:: Written task ::
Reproduce all of the data below line for line, without changing a single character.

== Input records ==

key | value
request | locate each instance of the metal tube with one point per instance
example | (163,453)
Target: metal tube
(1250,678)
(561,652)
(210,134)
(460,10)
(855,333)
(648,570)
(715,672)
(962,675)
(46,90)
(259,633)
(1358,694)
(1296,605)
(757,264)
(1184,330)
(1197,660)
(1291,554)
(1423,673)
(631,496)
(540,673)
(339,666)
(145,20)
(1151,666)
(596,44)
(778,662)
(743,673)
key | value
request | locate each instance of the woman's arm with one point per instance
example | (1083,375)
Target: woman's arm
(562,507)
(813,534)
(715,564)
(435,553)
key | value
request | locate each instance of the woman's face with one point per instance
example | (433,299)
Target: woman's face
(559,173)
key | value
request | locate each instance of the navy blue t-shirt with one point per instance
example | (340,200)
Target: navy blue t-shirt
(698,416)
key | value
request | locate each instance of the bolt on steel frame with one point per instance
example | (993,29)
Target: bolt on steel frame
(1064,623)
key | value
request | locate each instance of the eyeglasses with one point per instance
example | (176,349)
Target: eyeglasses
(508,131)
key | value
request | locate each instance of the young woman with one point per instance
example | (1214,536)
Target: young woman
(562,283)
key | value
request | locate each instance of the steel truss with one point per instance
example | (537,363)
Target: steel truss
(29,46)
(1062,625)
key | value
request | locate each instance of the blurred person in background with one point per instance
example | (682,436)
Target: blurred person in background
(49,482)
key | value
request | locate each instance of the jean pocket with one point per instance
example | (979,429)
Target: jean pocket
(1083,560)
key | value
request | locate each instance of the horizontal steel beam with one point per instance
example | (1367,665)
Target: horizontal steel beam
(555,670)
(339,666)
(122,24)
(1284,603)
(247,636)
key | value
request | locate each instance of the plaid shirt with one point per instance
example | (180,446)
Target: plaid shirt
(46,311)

===

:: Solved problem ::
key | value
request | locate each instance of the metal tube with one point per instance
example | (163,453)
Target: metal tube
(1250,678)
(561,652)
(210,134)
(460,10)
(855,333)
(648,570)
(715,672)
(962,675)
(46,90)
(259,633)
(1358,694)
(1296,605)
(757,264)
(1184,330)
(1197,660)
(1291,554)
(1423,673)
(631,496)
(540,673)
(339,666)
(145,20)
(1151,666)
(596,44)
(778,662)
(743,673)
key | value
request | locate each instance of the woman's arm with one point per instance
example | (1083,375)
Target: woman's arm
(562,507)
(813,534)
(715,564)
(435,553)
key | value
request | locate each instance of the woman's face with one point per instance
example | (433,299)
Target: woman's face
(559,173)
key | value
request | locate each instance of the navy blue t-shirt with one point per instance
example | (340,200)
Target: navy blue t-shirt
(698,416)
key | value
request | locate each instance of the bolt on steel frame with one point per instance
example | (993,29)
Target: bolt on steel frame
(1064,623)
key | value
request | locate each instance of the eyeglasses with one point per instance
example | (176,349)
Target: eyeglasses
(508,131)
key | value
request | locate each instance of the young woman with one point per instance
example | (1214,536)
Target: young woman
(562,283)
key | value
request | locate each instance of the steel truss with one point per instance
example | (537,363)
Target: steel truss
(29,46)
(1062,625)
key | value
request | locate each instance of the blurred person in background with one point per instance
example | (682,436)
Target: blurred person in background
(49,482)
key | value
request | locate each instance of the jean pocket with one point per instance
example | (979,429)
Target: jean pocket
(1083,560)
key | value
request | locate each instance of the horizontal steel beam with one point per instance
example | (1367,665)
Target: horizontal steel beam
(555,670)
(339,666)
(122,24)
(1284,603)
(247,636)
key | value
request | locate each instance of the plaid shirt with one point per instance
example | (180,446)
Target: plaid shirt
(46,311)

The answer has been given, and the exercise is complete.